_EXCERPTED TEXT_
+++++

Ryan Speedo Green
Ryan Speedo Green (born 1 April 1986)[1][2][3] as an American bass-baritone opera singer.
Biography
Green was born in Suffolk, Virginia and grew up in low-income housing and a trailer park.[1] He was sent to juvenile detention at the age of 12 after he threatened to stab his mother and brother.[1][3]
Green obtained Bachelor of Music degree at the Hartt School of Music,[4] and a Master of Music at Florida State University.[3] He won several singing competitions. In March 2011 he was one of the five winners of the Metropolitan Opera National Council Auditions.[2] Following an article by David Bergner in The New York Times about Green and his win in that competition, HarperCollins expressed interest in publishing his biography.[1] It was published in October 2016 with the title Sing for Your Life: A Story of Race, Music, and Family.[5] In 2014 he received the George London Foundation Award, won first prize of the Gerda Lissner Foundation, was a finalist in Palm Beach Opera's singing competition, and graduated from the Metropolitan Opera's Lindemann Young Artist Development Program.
Ryan sang the Commendatore in Don Giovanni at the Juilliard School of Music in New York and at Opera Colorado in Denver where he was Resident Artist in 2010/11.[2] There, he also sang Colline in La bohème and Don Magnifico in La Cenerentola. In 2012 he sang Colline for Central City Opera.[6] In 2014 he sang Zuniga in Carmen for the Wolf Trap Opera Company in Vienna, Virginia.[7]
He gave his Metropolitan Opera debut in 2012/13 as Mandarin in Puccini's Turandot, followed Parsifal as Grail Knight. The following season at the Met saw him as Bonze in Madama Butterfly and as Jailer in Tosca. In 2014/15 he sang Rambo in The Death of Klinghoffer at the Met. Ryan returned to the Met in 2016 as Colline.[5]
For the 2014/2015 opera season Ryan became a member of the Vienna State Opera. His roles there included Angelotti in Tosca, Sparafucile in Rigoletto, Basilio in The Barber of Seville, Jew in Salome, Fouquier-Tinville in Andrea Chénier, Monk in Don Carlos, Titurel in Parsifal, and the King in Aida, Timur in Turandot, and Varlaam in Boris Godunov.

+++++

_RECORDS_
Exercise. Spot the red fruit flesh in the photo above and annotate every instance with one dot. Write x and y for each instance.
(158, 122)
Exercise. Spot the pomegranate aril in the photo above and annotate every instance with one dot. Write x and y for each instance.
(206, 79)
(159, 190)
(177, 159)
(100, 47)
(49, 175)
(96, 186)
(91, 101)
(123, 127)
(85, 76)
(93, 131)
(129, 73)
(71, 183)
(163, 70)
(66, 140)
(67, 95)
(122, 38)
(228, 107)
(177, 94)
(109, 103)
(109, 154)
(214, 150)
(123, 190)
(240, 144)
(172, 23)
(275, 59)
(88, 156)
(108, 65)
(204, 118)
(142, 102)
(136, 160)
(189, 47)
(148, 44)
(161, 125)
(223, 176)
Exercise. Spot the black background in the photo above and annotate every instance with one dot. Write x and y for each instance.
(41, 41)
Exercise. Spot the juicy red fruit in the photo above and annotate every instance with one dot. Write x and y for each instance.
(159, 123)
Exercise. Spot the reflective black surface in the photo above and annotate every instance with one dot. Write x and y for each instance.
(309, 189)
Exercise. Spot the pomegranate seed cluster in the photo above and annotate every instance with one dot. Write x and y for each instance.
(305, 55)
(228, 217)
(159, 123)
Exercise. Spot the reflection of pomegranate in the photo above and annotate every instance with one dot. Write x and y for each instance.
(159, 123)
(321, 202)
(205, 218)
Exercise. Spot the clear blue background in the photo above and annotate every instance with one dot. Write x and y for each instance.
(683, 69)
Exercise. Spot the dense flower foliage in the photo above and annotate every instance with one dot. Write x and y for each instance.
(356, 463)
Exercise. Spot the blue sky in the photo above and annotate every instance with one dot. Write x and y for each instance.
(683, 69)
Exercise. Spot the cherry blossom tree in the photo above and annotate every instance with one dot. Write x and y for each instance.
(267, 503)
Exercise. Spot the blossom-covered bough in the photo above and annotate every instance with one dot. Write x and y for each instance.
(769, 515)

+++++

_SET PROBLEM 1_
In the biography of Ryan Speedo Green, what title was his biography published under in October 2016?
_SET PROBLEM 2_
Pick up the biography of Ryan Speedo Green after its final sentence and keep writing it.

_TASK ANSWER 1_
Sing for Your Life: A Story of Race, Music, and Family

_TASK ANSWER 2_
He appeared as guest artist in Opéra de Lille's 2016 production of in Il trovatore (as Ferrando). Later that year, Ryan debuted at the Salzburg Festival in Die Liebe der Danae as one of the Kings..
On the concert stage, Ryan has sung in Handel's Messiah, in Mozart's Requiem and Coronation Mass, in Verdi's Messa da Requiem. He sang several times in Beethoven's Symphony No. 9, first in 2014 with the Philadelphia Orchestra.[8]
References
- 1 2 3 4 "Sing for Your Life" by Daniel Bergner, New York Times Magazine, 19 May 2011
- 1 2 3 "Opera Colorado singer Ryan Speedo Green wins Met finals" by Kyle MacMillian, The Denver Post, 25 March 2011
- 1 2 3 "TheGrio's 100: Ryan Speedo Green, allowed opera to change the course of his life" by Keosha Johnson, The Grio, 27 February 2012
- ↑ "Ryan Speedo Green", WNYC
- 1 2 "A Singer's Journey: From Solitary Confinement to the Met Opera" by Michael Cooper, The New York Times, 30 September 2016
- ↑ La bohème, review by Bob Bows, coloradodrama.com
- ↑ "Wolf Trap Opera's Carmen could use a little more of the original's edginess" by Tom Huizenga, The Washington Post, 27 July 2014
- ↑ "Tovey lifts the orchestra, and Beethoven" by David Patrick Stearns, The Philadelphia Inquirer, 1 July 2014
External links
- Official website
- Interview on Fresh Air
- Profile, BBC Cardiff Singer of the World 2015
- Profile, IMG Artists
- As Colline, "Vecchia zimarra" (video, Metropolitan Opera, 2016)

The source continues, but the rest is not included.